How many lines in the data contain the string "chunk"? Reply with the number only.

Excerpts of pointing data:
○ ○ ○

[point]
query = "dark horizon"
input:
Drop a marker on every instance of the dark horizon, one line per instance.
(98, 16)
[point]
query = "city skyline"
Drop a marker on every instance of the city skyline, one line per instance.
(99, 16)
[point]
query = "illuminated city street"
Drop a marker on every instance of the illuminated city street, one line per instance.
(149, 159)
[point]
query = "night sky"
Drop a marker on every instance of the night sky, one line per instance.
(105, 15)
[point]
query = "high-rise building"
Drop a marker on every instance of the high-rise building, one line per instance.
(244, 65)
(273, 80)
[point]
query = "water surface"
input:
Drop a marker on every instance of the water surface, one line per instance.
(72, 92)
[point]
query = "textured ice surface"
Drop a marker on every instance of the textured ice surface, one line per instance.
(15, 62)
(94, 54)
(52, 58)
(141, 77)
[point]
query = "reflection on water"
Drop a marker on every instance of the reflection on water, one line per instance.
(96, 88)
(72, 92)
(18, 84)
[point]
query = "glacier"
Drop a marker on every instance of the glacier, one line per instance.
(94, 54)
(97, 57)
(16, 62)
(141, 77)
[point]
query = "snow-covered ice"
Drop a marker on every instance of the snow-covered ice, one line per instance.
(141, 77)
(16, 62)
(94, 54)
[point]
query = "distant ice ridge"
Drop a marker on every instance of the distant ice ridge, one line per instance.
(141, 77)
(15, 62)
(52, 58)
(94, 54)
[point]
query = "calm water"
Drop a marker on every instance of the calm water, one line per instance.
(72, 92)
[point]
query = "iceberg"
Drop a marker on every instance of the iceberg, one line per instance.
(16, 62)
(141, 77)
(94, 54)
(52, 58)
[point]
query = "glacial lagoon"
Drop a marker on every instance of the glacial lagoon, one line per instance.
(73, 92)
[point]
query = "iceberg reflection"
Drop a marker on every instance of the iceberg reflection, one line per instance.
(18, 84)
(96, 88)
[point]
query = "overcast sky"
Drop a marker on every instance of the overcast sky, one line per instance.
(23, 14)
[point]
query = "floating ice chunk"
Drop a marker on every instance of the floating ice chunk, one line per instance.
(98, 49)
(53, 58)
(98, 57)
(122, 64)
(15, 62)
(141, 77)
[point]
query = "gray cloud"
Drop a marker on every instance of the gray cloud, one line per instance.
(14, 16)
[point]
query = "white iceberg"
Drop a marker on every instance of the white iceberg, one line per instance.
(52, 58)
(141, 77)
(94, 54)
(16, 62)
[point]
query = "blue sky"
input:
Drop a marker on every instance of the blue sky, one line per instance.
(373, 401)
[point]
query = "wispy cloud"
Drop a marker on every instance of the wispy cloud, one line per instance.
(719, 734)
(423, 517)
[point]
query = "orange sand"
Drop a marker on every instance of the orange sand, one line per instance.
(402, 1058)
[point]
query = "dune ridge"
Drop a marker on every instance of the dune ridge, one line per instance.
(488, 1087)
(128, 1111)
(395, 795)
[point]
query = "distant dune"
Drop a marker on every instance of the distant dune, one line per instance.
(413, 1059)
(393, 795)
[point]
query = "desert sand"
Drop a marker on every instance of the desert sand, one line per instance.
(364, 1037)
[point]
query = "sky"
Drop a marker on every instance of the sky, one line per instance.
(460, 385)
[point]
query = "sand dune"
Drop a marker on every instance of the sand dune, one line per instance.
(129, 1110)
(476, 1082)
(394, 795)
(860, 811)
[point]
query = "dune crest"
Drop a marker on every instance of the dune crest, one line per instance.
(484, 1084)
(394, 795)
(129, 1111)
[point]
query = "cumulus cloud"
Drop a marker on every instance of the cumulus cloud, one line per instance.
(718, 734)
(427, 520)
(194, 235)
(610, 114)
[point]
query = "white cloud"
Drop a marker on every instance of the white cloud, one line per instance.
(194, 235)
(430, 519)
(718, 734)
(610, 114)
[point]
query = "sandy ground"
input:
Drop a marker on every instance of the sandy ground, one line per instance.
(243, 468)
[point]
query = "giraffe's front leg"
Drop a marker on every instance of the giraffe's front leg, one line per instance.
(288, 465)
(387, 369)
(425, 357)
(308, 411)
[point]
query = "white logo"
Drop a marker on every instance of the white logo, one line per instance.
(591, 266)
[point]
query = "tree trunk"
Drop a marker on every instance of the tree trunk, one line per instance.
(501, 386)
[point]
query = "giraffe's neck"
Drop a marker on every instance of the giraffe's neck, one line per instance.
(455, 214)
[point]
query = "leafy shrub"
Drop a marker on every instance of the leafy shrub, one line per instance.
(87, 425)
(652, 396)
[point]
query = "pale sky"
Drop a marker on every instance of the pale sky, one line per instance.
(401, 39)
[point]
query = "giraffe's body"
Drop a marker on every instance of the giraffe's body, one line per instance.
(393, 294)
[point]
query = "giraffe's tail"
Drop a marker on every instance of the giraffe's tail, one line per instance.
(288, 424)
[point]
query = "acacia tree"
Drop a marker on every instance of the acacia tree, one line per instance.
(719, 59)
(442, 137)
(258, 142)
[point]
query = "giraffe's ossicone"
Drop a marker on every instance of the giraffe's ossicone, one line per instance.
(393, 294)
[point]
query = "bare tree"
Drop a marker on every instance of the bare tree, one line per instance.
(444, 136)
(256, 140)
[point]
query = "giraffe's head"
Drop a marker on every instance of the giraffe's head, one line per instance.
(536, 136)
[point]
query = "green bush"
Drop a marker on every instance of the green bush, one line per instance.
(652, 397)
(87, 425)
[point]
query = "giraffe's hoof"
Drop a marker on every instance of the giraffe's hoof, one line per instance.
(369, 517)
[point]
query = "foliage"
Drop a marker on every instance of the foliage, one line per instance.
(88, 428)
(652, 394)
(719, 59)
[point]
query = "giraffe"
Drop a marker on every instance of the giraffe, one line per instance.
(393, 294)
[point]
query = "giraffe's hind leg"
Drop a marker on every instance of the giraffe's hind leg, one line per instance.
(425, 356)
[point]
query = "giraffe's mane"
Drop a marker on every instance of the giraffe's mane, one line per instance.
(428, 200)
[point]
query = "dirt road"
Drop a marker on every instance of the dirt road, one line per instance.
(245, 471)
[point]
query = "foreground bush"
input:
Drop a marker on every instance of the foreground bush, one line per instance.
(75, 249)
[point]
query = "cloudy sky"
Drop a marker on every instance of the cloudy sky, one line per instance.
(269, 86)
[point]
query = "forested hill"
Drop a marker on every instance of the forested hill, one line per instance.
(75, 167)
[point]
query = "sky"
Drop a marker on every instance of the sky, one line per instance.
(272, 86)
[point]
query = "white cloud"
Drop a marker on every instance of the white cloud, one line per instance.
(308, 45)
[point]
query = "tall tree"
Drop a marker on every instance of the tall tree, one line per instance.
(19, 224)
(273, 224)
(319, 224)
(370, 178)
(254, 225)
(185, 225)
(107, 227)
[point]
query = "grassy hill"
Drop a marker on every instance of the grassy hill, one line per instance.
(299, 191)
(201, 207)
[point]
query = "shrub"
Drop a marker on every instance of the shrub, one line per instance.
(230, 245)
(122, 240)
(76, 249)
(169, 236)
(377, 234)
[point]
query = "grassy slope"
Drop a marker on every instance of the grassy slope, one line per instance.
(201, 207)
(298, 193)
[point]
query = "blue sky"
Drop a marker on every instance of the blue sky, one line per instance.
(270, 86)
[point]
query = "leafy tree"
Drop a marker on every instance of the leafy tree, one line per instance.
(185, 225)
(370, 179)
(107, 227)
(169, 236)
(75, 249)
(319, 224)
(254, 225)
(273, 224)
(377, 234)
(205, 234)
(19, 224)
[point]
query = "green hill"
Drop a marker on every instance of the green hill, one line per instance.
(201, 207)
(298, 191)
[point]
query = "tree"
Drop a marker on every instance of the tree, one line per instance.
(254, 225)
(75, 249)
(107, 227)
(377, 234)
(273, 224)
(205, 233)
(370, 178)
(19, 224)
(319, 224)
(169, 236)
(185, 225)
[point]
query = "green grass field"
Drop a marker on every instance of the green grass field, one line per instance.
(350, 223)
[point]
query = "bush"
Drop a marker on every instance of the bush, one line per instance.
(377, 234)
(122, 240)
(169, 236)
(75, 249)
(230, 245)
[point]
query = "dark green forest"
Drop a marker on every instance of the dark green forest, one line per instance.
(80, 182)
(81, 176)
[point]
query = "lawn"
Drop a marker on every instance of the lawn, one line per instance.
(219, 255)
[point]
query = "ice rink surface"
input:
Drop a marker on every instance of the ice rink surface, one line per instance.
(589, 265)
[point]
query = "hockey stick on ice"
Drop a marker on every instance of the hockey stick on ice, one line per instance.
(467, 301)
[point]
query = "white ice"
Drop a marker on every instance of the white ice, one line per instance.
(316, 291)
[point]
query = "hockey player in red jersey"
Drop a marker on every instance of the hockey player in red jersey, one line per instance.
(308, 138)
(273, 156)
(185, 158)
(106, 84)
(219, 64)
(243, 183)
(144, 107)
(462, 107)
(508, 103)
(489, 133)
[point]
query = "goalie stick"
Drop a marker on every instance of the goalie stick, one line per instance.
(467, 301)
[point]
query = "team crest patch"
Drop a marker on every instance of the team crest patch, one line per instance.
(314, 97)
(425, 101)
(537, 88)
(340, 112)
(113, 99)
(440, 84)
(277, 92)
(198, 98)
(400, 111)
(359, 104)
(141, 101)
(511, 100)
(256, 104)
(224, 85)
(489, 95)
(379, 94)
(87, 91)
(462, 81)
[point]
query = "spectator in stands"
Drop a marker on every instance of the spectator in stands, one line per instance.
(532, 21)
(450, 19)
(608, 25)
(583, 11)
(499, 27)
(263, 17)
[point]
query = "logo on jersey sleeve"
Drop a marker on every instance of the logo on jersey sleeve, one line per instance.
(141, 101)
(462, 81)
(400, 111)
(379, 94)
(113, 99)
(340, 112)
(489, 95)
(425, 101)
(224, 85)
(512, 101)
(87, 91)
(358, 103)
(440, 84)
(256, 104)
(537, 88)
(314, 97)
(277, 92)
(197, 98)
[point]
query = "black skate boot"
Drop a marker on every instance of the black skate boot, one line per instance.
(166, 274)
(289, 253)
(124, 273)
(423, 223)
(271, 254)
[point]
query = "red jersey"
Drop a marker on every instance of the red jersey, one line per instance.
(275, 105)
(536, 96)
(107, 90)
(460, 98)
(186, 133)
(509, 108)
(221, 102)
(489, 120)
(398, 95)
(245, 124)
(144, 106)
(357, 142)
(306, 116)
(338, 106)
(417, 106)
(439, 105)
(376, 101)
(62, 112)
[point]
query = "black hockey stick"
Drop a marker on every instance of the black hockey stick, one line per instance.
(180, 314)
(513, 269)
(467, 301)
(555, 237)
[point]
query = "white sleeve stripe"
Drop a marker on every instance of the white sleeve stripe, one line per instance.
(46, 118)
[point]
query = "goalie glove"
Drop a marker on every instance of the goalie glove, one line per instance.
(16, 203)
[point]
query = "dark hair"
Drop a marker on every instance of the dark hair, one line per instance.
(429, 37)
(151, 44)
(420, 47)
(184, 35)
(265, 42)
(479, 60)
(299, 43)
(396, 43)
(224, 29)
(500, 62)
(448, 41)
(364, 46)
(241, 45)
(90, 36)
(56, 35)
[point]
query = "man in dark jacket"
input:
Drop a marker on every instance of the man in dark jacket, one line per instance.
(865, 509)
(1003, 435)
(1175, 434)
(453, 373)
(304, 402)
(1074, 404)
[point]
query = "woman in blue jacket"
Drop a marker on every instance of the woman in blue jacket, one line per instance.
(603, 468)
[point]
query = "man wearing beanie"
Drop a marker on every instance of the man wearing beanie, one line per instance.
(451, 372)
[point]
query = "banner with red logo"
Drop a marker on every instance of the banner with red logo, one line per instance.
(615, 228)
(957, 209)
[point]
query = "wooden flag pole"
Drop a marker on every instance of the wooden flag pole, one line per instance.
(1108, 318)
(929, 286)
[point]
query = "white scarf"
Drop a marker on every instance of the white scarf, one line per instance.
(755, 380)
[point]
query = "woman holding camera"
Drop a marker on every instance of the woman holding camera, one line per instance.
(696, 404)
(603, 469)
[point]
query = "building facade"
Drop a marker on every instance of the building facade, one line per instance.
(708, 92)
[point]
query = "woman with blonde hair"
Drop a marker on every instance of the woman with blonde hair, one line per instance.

○ ○ ○

Task answer:
2